**ABOUT THIS TASK:** Copy nothing before the line containing "Teacher note: indicate the treeline". Reproduce that line and all that follow, exactly, through the end of the records.

(Data records)
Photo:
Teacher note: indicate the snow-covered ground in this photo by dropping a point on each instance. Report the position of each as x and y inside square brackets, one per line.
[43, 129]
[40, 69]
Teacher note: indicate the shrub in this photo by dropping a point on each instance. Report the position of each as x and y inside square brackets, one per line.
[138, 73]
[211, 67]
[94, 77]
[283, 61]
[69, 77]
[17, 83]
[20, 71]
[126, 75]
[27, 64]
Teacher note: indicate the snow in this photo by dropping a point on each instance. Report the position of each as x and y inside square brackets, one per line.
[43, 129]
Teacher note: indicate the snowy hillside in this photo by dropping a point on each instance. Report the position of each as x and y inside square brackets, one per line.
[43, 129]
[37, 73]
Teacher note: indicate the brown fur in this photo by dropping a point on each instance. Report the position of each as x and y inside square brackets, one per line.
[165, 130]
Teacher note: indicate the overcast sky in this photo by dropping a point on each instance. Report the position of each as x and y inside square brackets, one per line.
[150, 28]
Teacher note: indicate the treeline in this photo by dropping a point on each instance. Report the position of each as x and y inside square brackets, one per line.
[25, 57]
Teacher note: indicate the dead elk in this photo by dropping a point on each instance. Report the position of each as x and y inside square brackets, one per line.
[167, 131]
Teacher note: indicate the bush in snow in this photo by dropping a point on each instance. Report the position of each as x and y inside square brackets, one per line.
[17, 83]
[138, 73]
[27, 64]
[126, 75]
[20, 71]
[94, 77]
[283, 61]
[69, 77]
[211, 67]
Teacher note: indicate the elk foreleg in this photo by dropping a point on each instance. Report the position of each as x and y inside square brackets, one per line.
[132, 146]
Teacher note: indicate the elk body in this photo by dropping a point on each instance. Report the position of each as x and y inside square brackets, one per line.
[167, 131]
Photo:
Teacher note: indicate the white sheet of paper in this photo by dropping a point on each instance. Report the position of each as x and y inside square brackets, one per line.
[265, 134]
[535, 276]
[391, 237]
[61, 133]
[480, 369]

**OUTPUT OF THE TASK:**
Teacher note: indicate the treeline in this photo by dropping a point on each instance. Report the position of each as x and y inside square brackets, one per line.
[25, 57]
Teacher note: indicate the dead elk in this photo by dropping a point on each instance. Report the position of each as x and y inside square brackets, one per line.
[167, 131]
Teacher note: indicate the bush in snow in this photo by dropping a point on each instance. Report the position of each as x and y inside square brackets, one per line.
[17, 83]
[138, 73]
[27, 64]
[126, 75]
[20, 71]
[94, 77]
[283, 61]
[69, 77]
[211, 67]
Teacher note: indicate the elk foreleg in this photo by dropping a point on each instance. Report the position of each as x and y inside square brackets, one per line.
[132, 146]
Teacher note: indicate the elk body in this photo by dropping a point on each instance. Report the position of each as x and y inside square brackets, one per line.
[167, 131]
Photo:
Teacher note: indicate the white sheet of paper in this photo by dropping a point on each instance. Report the position of each as x and y inside square brackets, one per line.
[265, 134]
[535, 276]
[391, 237]
[61, 133]
[480, 369]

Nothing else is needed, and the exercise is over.